**Task statement:** Begin at the line that has "Pick-planner input: for every instance of the ground" and stop after the line that has "point(721, 341)". Copy only that stretch of the data, changing "frame" to "image" and leaving everything else the same.

**Data rows:**
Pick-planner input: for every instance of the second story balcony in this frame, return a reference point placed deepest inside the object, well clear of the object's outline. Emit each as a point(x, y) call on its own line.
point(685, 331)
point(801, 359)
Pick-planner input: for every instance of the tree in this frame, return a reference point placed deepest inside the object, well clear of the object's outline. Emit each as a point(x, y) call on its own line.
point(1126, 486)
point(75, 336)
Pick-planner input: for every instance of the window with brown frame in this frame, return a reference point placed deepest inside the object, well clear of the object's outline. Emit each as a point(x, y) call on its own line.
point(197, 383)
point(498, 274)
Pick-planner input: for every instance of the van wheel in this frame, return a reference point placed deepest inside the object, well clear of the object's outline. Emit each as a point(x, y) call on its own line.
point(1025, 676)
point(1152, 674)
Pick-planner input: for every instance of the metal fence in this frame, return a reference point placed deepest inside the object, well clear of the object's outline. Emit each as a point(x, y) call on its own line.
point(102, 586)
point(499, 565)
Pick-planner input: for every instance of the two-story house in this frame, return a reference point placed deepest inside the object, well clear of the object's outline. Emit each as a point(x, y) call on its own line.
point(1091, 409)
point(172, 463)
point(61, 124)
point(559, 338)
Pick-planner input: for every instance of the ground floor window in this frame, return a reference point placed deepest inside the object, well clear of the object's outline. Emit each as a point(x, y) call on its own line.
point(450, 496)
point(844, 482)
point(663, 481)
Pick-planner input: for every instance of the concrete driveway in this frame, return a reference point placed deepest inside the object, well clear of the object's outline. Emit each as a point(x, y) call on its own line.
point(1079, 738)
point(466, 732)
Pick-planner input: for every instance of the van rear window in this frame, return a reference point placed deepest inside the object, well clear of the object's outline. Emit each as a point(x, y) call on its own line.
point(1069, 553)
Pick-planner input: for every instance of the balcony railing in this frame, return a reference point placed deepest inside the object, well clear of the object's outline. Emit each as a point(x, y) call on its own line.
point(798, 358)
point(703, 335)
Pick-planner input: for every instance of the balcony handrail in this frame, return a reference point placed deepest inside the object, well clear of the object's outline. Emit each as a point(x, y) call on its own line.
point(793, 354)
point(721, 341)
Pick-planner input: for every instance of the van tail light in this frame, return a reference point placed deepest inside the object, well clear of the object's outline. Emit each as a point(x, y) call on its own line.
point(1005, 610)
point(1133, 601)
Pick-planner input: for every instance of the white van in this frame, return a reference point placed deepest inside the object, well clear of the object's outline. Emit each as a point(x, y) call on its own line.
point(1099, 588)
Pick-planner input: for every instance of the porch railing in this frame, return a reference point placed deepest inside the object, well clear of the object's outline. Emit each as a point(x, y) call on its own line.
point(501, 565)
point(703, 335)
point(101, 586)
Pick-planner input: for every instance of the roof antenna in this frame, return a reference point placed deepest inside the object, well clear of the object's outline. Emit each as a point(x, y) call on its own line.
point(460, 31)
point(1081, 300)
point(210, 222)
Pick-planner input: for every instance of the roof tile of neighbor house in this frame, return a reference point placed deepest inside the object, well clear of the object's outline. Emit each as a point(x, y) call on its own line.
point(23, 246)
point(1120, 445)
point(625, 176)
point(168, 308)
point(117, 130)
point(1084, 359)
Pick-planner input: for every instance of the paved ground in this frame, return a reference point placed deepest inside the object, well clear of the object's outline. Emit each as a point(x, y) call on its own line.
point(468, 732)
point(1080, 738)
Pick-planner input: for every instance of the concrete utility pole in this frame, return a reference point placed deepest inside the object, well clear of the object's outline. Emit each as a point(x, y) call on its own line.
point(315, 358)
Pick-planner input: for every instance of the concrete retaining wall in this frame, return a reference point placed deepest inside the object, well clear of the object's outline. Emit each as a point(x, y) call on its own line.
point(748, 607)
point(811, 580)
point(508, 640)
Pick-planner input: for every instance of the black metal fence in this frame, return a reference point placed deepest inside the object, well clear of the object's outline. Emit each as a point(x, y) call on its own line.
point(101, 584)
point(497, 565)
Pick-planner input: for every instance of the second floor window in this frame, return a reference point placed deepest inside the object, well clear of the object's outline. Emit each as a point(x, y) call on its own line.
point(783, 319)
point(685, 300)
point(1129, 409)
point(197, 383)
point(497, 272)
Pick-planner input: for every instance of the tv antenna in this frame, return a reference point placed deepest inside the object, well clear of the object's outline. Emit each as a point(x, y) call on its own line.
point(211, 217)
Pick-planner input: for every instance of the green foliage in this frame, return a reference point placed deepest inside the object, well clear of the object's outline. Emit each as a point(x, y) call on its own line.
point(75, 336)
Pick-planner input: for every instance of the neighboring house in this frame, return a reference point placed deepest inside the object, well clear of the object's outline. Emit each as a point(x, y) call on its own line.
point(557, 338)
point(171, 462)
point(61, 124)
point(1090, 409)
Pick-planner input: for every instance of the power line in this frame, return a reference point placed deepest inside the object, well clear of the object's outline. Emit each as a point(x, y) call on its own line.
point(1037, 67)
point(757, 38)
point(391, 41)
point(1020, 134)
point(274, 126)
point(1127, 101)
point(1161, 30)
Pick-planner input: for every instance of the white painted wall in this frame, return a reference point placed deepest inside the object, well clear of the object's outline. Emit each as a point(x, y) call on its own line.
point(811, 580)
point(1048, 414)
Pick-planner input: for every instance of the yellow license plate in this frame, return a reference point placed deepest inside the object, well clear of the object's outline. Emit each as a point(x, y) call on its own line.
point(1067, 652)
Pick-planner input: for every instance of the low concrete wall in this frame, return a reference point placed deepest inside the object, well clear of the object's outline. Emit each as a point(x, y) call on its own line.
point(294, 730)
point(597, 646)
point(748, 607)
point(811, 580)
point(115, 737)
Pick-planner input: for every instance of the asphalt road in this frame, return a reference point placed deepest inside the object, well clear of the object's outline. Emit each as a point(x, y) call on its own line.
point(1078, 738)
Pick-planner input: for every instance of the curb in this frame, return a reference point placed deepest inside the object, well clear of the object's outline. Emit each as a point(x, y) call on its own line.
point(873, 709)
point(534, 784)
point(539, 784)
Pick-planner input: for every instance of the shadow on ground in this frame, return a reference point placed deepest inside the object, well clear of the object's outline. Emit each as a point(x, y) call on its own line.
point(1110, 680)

**Written reply:**
Pick-planner input: for every instance of the ground floor window in this image, return a reference point placed deepest inside the object, well clear of the object's outline. Emit each as a point(x, y) call on its own line.
point(450, 496)
point(844, 482)
point(663, 481)
Pick-planner input: for every instance of the concrete driveway in this image, return a reference point placed deepest inside the object, well clear of the object's outline. Emit each as a point(x, y) call on its own line.
point(1079, 738)
point(466, 732)
Pick-planner input: for every instance of the van rear window in this image, return a reference point placed deepest inside the object, well clear of the object's outline. Emit each as a point(x, y) call on its own line.
point(1069, 553)
Pick-planner input: for every instance of the balcony railing in this image, return a reference point placed deepest inside the object, well clear of the object's outline. Emit each as a point(x, y) call on its own line.
point(798, 358)
point(703, 335)
Pick-planner input: for every instance of the balcony handrail in this image, return a reference point placed deepest inside the object, well clear of the object's outline. Emit each as a point(x, y) call on its own line.
point(793, 354)
point(721, 341)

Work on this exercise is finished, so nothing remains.